Data entries
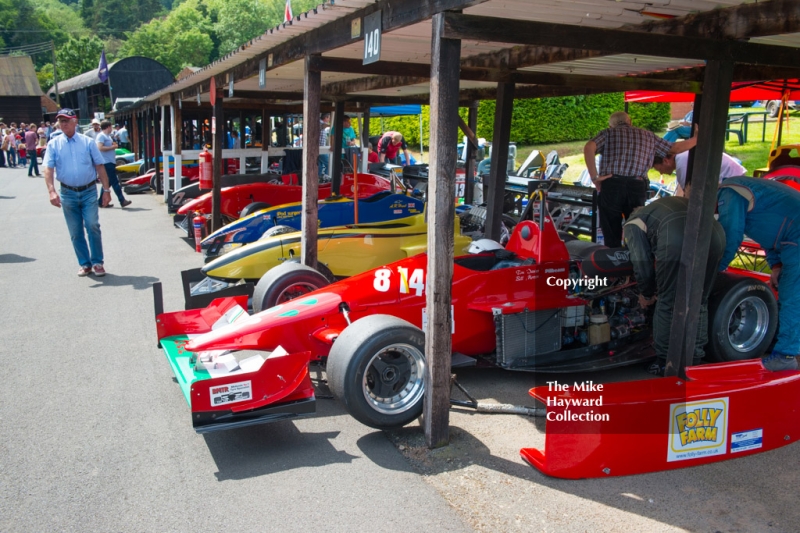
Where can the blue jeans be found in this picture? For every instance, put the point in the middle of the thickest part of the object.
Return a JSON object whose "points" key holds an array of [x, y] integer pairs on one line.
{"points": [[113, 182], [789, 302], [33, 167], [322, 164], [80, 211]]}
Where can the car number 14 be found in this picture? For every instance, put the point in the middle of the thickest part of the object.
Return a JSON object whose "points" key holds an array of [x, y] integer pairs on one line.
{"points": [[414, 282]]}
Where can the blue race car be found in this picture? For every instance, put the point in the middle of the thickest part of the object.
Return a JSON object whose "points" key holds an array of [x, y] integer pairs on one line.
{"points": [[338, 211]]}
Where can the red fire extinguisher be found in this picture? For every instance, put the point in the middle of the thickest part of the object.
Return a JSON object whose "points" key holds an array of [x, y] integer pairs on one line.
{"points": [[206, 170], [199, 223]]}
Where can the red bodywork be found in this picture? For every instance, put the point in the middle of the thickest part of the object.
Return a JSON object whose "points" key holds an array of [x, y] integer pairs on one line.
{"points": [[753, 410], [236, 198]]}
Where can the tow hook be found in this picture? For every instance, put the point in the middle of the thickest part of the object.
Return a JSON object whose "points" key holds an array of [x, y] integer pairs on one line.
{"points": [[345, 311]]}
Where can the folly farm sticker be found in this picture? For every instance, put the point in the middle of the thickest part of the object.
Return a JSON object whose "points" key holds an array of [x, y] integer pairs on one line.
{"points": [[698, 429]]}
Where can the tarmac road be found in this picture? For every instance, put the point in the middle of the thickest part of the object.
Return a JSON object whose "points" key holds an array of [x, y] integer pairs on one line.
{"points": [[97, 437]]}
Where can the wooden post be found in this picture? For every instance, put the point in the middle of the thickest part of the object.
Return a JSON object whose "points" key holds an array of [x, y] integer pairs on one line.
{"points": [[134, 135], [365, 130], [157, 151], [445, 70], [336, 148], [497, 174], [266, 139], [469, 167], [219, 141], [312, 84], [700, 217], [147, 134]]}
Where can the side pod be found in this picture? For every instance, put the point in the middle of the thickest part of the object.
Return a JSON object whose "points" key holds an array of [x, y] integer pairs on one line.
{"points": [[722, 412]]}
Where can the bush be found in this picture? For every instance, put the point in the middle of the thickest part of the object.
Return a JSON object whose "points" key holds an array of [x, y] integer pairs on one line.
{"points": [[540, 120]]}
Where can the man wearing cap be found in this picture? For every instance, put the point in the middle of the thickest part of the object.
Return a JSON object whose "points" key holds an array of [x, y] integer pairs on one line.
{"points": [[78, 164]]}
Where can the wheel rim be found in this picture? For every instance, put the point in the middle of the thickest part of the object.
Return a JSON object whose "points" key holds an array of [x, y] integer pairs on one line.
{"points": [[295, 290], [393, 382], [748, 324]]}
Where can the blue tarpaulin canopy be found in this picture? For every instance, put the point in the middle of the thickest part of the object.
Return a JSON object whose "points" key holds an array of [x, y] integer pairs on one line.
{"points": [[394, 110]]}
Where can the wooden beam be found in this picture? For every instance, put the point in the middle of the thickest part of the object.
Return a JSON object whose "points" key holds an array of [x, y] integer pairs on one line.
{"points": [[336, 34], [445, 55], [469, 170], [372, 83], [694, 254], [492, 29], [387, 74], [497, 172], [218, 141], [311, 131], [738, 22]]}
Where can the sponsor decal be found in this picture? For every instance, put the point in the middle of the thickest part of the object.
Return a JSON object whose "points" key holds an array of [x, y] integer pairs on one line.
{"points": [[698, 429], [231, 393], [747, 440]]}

● Given task
Reproduce the rows from the line containing "Where can the bush" through the end of the rows, inclusive, keeping the requests unchanged. Multiply every point coordinate in the answers by 0.6 and round each result to a whole number, with halves rounded up.

● Output of the exercise
Where can the bush be found in this picture? For every instance, put the point in the middle of the thickest part of the object.
Return a JSON object whose "points" key holds an array of [x, y] integer pairs on one line.
{"points": [[324, 72]]}
Where can the man wearing cap be found in this picture? For every instance, put the point in the middle of the thickest part of the object.
Return a JSON object whose "points" key holds an array of [x, y] integer pairs on one line.
{"points": [[47, 98]]}
Where can the wheel rim be found in this picture? For every instance, put the point in the middle of the thickest part of the object.
Return a JSON object whose "points" key holds an array of [x, y] integer pairs on one line.
{"points": [[177, 174], [236, 229], [449, 194]]}
Where can the blue tarpaulin canopy be found in this picture? For every instance, put the point in the middle of the thickest part of the object.
Return a JSON object whose "points" key holds an array of [x, y] integer pairs on one line.
{"points": [[236, 66]]}
Where can the wooden beam be found in this picture? For every instance, put the point in the middle of the thickest part of the object.
Return a JSON object whose "points" key holds an array of [x, y] integer pairs on one line.
{"points": [[202, 20], [267, 33], [281, 102], [223, 50], [416, 152], [295, 17], [232, 44], [298, 103], [131, 85], [187, 79], [443, 13]]}
Where can the sponsor decal be found in this picture? For every instance, put the point in the middle of the thickest part of the object.
Return a JSON object whose "points" key holds an array of [x, y] integer pairs on one line.
{"points": [[419, 257], [139, 236], [448, 264]]}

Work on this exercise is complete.